Task to carry out. Print exactly, and only, the lines running from the line containing "Would you mind pinning the wheelchair footrest" through the end of the records below.

Dataset.
* begin *
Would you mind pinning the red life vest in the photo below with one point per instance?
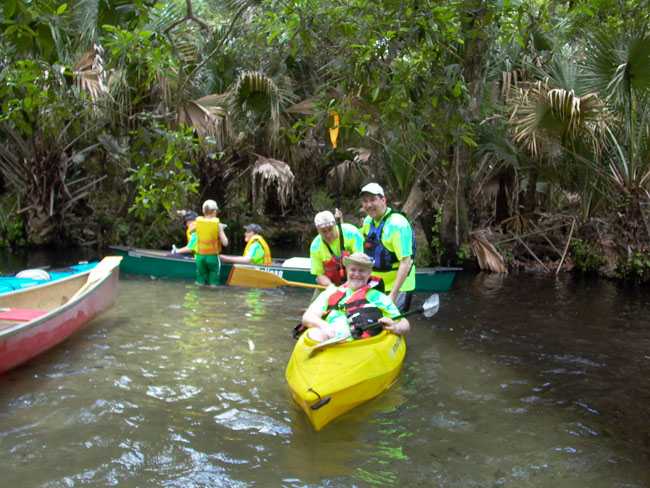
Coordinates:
(356, 306)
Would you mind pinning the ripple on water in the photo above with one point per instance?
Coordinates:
(236, 419)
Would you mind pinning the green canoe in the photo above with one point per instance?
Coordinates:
(161, 263)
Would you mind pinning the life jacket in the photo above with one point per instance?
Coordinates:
(385, 260)
(265, 247)
(356, 307)
(207, 231)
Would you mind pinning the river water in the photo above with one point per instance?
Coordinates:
(518, 381)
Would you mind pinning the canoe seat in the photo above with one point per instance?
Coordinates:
(20, 314)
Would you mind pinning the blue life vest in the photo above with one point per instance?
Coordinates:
(385, 260)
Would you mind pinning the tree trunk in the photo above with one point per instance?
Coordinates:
(454, 227)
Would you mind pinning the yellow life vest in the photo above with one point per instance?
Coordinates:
(265, 247)
(207, 233)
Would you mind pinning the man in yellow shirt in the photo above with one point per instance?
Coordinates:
(390, 242)
(211, 237)
(257, 251)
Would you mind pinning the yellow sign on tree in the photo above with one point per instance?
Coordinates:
(334, 130)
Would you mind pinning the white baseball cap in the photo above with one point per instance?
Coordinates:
(373, 188)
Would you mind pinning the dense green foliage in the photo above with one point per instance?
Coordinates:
(517, 116)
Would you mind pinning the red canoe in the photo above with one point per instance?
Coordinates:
(35, 319)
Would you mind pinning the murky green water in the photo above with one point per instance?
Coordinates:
(516, 382)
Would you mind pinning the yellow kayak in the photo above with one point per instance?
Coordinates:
(328, 381)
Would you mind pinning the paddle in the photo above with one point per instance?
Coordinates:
(257, 278)
(99, 272)
(429, 308)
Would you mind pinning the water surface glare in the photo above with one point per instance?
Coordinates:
(518, 381)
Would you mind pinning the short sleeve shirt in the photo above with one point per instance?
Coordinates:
(256, 253)
(375, 298)
(319, 254)
(396, 237)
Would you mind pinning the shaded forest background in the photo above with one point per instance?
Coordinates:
(513, 134)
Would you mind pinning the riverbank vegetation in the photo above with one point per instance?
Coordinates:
(513, 134)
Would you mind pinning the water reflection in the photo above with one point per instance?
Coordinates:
(517, 381)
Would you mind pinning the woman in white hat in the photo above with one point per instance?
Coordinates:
(357, 301)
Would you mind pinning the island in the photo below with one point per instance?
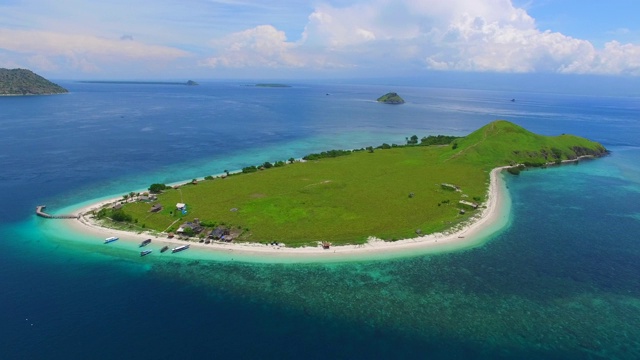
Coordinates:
(26, 82)
(421, 192)
(136, 82)
(391, 98)
(272, 85)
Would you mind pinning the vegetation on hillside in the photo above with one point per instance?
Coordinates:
(25, 82)
(391, 98)
(397, 192)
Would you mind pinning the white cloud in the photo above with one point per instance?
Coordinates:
(262, 46)
(466, 35)
(50, 50)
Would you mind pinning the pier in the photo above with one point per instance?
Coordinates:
(40, 212)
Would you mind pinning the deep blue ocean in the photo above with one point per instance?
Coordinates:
(560, 281)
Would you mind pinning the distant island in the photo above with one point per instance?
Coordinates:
(428, 185)
(26, 82)
(134, 82)
(391, 98)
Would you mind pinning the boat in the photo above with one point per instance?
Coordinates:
(110, 239)
(179, 248)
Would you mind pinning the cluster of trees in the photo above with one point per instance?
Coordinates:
(25, 82)
(114, 214)
(431, 140)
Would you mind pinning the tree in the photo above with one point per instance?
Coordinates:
(120, 216)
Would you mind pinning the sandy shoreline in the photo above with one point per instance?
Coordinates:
(465, 236)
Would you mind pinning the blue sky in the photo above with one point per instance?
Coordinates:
(206, 39)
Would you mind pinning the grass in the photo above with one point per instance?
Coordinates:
(349, 198)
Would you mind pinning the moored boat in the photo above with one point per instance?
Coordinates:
(179, 248)
(110, 239)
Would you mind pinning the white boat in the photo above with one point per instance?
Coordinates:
(111, 239)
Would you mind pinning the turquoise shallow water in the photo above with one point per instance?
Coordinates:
(560, 281)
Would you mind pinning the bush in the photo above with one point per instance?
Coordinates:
(120, 216)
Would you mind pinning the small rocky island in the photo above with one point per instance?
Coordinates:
(26, 82)
(391, 98)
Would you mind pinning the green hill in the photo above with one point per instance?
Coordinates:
(25, 82)
(391, 98)
(391, 193)
(504, 143)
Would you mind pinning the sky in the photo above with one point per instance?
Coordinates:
(208, 39)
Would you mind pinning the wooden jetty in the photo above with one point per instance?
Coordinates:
(40, 212)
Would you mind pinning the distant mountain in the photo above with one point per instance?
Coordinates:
(26, 82)
(391, 98)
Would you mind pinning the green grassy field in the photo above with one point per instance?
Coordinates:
(349, 198)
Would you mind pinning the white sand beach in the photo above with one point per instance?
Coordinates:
(490, 218)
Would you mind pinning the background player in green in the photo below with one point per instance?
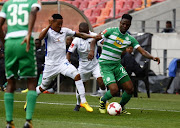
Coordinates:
(113, 73)
(19, 53)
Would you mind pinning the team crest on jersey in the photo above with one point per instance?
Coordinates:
(118, 42)
(104, 31)
(72, 45)
(127, 38)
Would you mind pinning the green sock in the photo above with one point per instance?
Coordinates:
(125, 98)
(9, 101)
(107, 96)
(31, 101)
(40, 80)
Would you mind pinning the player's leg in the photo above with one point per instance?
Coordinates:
(9, 101)
(124, 80)
(107, 72)
(11, 67)
(128, 91)
(96, 73)
(84, 78)
(27, 69)
(49, 73)
(31, 100)
(72, 72)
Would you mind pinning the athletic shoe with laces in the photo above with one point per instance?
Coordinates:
(10, 124)
(102, 106)
(28, 124)
(25, 91)
(25, 106)
(125, 112)
(77, 108)
(87, 107)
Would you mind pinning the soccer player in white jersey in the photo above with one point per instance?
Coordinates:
(19, 53)
(116, 39)
(86, 67)
(55, 58)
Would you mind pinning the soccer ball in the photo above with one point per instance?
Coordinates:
(114, 108)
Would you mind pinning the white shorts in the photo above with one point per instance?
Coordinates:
(95, 72)
(51, 72)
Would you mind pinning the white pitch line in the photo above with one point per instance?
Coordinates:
(95, 106)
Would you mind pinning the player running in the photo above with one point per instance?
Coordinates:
(19, 53)
(113, 73)
(86, 67)
(55, 58)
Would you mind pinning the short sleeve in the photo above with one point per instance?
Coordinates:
(3, 11)
(106, 33)
(46, 36)
(36, 3)
(70, 32)
(73, 45)
(135, 43)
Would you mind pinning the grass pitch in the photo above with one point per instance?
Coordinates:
(56, 111)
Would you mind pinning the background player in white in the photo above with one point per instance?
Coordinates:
(19, 53)
(55, 58)
(86, 67)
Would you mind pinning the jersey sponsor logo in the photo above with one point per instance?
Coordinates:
(104, 31)
(127, 38)
(108, 79)
(118, 42)
(72, 45)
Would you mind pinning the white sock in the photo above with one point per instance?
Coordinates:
(38, 91)
(102, 92)
(51, 90)
(81, 90)
(78, 98)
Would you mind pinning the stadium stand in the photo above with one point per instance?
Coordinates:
(97, 10)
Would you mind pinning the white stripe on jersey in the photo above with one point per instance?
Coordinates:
(112, 48)
(111, 54)
(107, 58)
(2, 14)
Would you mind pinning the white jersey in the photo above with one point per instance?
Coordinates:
(56, 45)
(83, 48)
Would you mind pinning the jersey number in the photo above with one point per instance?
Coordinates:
(16, 11)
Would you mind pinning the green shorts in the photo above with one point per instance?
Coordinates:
(18, 62)
(113, 73)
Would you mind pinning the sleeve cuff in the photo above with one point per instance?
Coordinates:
(136, 46)
(36, 5)
(2, 14)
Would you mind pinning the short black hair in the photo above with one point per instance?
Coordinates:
(83, 24)
(127, 16)
(57, 16)
(168, 22)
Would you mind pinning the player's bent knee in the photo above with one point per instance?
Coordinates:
(77, 77)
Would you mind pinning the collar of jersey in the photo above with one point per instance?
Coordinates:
(54, 32)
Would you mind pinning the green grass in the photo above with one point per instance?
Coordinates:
(159, 111)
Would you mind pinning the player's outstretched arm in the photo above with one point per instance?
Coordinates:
(68, 56)
(83, 35)
(147, 54)
(32, 19)
(92, 46)
(2, 35)
(44, 32)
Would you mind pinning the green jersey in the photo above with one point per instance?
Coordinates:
(114, 44)
(17, 12)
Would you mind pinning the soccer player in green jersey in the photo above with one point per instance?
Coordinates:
(116, 39)
(19, 53)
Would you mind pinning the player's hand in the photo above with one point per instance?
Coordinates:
(27, 41)
(91, 55)
(157, 59)
(50, 20)
(98, 37)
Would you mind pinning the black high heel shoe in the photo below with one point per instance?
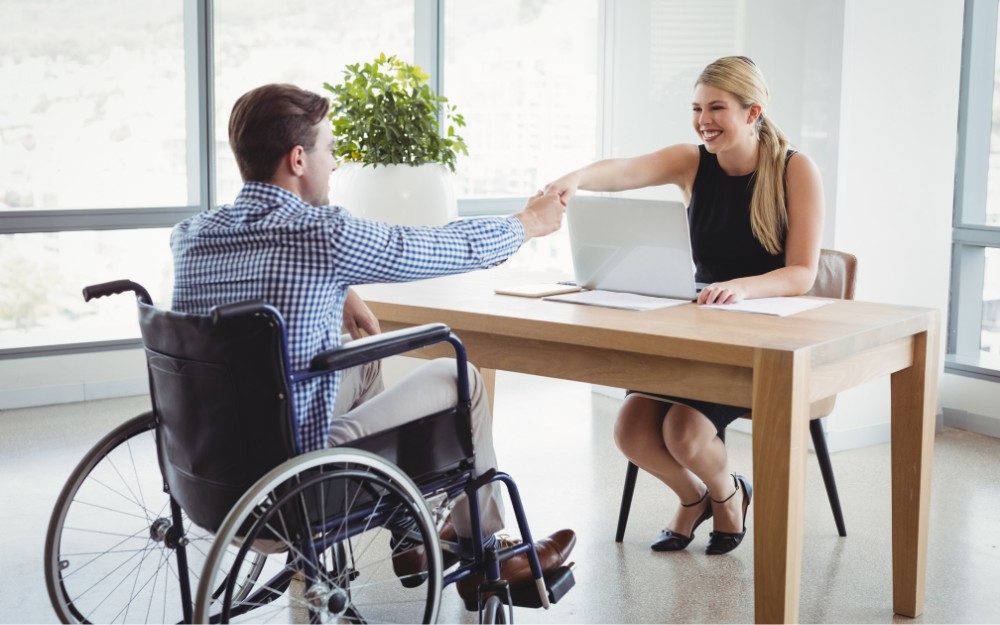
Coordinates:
(724, 542)
(670, 540)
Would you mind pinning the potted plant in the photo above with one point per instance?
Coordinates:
(398, 164)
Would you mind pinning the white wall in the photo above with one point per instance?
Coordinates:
(898, 121)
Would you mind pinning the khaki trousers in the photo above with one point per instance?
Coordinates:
(365, 406)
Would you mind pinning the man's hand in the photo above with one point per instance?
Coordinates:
(542, 214)
(359, 320)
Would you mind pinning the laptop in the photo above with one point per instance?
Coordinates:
(631, 246)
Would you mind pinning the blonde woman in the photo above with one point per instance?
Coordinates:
(756, 215)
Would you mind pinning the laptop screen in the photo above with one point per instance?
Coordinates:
(631, 245)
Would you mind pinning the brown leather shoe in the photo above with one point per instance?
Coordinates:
(410, 566)
(552, 553)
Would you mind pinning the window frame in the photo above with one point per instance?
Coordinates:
(970, 236)
(198, 15)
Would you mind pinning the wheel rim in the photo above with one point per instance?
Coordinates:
(111, 547)
(367, 587)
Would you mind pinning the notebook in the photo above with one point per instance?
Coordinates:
(631, 246)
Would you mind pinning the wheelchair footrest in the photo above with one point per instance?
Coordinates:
(558, 581)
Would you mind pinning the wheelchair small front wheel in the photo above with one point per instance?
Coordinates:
(360, 545)
(494, 611)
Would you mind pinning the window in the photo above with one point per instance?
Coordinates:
(974, 320)
(525, 76)
(98, 155)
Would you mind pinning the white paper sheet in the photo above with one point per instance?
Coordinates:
(780, 306)
(612, 299)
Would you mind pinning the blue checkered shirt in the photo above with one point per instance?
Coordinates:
(273, 246)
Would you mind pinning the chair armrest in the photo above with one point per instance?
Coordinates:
(379, 346)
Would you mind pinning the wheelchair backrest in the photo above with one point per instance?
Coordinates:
(223, 401)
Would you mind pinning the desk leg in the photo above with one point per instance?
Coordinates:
(780, 415)
(914, 403)
(490, 381)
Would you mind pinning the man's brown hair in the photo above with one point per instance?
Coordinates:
(269, 121)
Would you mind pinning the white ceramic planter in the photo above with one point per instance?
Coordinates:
(423, 195)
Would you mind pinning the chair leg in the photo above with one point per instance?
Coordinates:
(826, 468)
(631, 472)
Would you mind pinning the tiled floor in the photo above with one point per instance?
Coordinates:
(555, 439)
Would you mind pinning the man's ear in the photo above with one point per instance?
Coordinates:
(295, 160)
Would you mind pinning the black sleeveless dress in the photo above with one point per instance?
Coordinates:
(724, 248)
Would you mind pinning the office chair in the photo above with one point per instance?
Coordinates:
(835, 278)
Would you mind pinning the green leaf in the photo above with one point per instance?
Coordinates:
(385, 112)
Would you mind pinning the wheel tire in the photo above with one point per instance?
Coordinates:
(111, 550)
(345, 572)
* end *
Exercise answer.
Would you mind pinning the wheelchair footrest in the photo above with one point per instance?
Coordinates:
(558, 581)
Would you mind pinning the wheelchair small front wheel in the photo above with one point per instance?
Coordinates:
(360, 545)
(494, 611)
Would you mind pinning the window in the photo above with one point per instance?
Coordinates:
(974, 320)
(525, 76)
(98, 155)
Would you mind pinning the white paper sheet in the photo above with one point per instance?
Coordinates:
(780, 306)
(612, 299)
Would you mind pinning the blue checkered shirt in the photo above with one point per instance?
Coordinates:
(273, 246)
Would you mind pinning the chair armrest in the photo above with one point per instance?
Coordinates:
(379, 346)
Would you mind pinning the wheelchair backrest in the photo above with one point per instance?
Coordinates:
(223, 401)
Would you mind pinning the desk leg in the photo above with one point per instance?
Coordinates:
(780, 415)
(914, 403)
(490, 381)
Would you mind pinning the man's brown hair in the photo above with one point per instance?
Coordinates:
(269, 121)
Would you mind pinning the white ceramic planter in the photo above with one point per instance?
Coordinates:
(423, 195)
Would you mind pinning the chair leg in the photo above with one point per instance?
Coordinates:
(826, 468)
(631, 472)
Would you mind pinning the tiled floor in the photo above with one point per instance?
Coordinates:
(555, 439)
Would you mind pinning the man's ear in the photo above with one point per instance?
Coordinates:
(295, 160)
Would you mind pinning the black sleeveless dress in the photo above with one point per instance?
Coordinates:
(724, 248)
Would you mind pinning the office chair in the photo above with one point per instance?
Coordinates:
(835, 278)
Would you mind pinning the green leaf in the photo above with one point per instance?
Coordinates:
(385, 112)
Would you mind pinning the wheel tire in the photo above with one point per instance?
Coordinates:
(111, 550)
(345, 572)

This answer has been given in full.